* _STATED PROBLEM_: Please swap "vertices" for "corner points" throughout the entries below, changing nothing else.
── INFORMATION PROVIDED
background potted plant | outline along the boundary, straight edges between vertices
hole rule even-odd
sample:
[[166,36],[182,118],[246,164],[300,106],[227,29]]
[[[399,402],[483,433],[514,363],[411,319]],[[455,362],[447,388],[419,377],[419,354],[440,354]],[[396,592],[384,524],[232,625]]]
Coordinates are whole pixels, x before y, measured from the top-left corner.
────
* _CORRECT ANSWER_:
background potted plant | outline along the boundary, straight edges between corner points
hole rule even-odd
sample:
[[166,36],[182,118],[246,164],[300,106],[227,29]]
[[[399,402],[483,433],[514,363],[411,319]],[[455,362],[447,388],[419,377],[419,354],[440,354]],[[396,592],[384,524],[232,625]]]
Coordinates are whole pixels, x before y, measured from the top-left corner.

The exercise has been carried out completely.